[Passage provided]:

★ ★ ★ ★

Next tackling the social side of mental health; her local library is likely to have lots of information about services (possibly including grief counselling) which you can tap into, some areas require an HCP referral, other areas have an open referral policy, but information should be available.
If you don't have time to get to the library look at your local council website, again some councils have really good support systems (sometimes found under the social care tab on their website) other councils are a bit rubbish!
Next does she have any belief system? Can she find a local mosque/ temple/ church / synagogue (delete as appropriate) she can visit / attend? If she is atheist/ agnostic it still might be worth looking at mosque/ temple/ church/synagogue/ other religious building notice board or website to see what is going on locally, most mainstream religions are happy to invite 'non-believers' into their fold (but do check as some won't it can be both area / religious belief system dependant).

★ ★ ★ ★

(Stored records)
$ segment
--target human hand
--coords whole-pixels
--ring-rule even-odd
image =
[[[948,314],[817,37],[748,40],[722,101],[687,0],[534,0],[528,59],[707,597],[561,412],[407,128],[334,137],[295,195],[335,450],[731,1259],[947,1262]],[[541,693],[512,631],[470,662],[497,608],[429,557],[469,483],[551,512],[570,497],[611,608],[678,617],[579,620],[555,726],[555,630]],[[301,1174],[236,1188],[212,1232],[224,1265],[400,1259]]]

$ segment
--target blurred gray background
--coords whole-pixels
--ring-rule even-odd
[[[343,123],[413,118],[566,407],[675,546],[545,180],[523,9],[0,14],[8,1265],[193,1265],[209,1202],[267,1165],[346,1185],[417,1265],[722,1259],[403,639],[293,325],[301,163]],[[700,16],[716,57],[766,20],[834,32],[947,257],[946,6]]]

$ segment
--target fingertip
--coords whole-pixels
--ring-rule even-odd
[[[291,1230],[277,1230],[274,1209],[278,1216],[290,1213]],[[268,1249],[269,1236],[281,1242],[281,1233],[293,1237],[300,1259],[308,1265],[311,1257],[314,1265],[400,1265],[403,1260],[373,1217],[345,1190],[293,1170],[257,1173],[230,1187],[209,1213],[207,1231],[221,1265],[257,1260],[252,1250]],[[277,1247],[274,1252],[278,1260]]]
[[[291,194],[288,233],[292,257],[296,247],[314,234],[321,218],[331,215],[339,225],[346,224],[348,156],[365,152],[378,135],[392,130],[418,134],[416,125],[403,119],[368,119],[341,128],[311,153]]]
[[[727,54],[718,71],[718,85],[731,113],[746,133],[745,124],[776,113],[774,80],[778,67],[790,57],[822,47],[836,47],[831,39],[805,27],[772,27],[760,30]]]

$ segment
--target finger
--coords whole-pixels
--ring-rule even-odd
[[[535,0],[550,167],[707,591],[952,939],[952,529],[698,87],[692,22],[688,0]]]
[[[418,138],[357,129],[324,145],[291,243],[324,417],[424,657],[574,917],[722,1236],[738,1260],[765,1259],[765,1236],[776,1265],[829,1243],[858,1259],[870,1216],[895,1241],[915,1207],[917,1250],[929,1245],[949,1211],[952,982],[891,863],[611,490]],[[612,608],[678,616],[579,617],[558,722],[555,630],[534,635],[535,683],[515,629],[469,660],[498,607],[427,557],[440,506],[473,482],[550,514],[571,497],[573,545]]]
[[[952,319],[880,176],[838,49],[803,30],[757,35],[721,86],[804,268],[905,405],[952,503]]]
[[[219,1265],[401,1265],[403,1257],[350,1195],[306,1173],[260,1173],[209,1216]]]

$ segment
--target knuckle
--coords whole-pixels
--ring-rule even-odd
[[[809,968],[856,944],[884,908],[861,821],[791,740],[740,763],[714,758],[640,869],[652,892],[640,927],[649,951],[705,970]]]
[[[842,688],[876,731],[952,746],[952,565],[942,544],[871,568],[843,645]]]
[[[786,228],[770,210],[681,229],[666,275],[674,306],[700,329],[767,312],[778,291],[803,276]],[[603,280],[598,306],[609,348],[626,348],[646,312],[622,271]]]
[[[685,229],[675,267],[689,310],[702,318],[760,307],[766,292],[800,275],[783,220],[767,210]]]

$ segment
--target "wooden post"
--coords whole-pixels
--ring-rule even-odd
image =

★ ★ ★ ★

[What you will do]: Carry on the passage about finding local social support for mental health, picking up right after its last sentence.

[Exercise result]:
If your Mil has a local community centre, might be worth having a look and seeing if they have any groups available, I once lived in an area where the local community centre did 'celebration' days for differing nationalities, no idea if it still does as I moved, but some more diverse areas might do something similar. Our local Polish/ French / Asian produce shops have notice boards with events going on maybe see if you MIL's local shops have something similar?
You may find either you or your husband will need to take her to any groups / events until she has regained her confidence. But if she's not ready / doesn't see she needs support it might be a case of "you can take a horse to water, but you can't make it drink."
Fingers crossed for you and your mil. Hard situation all round.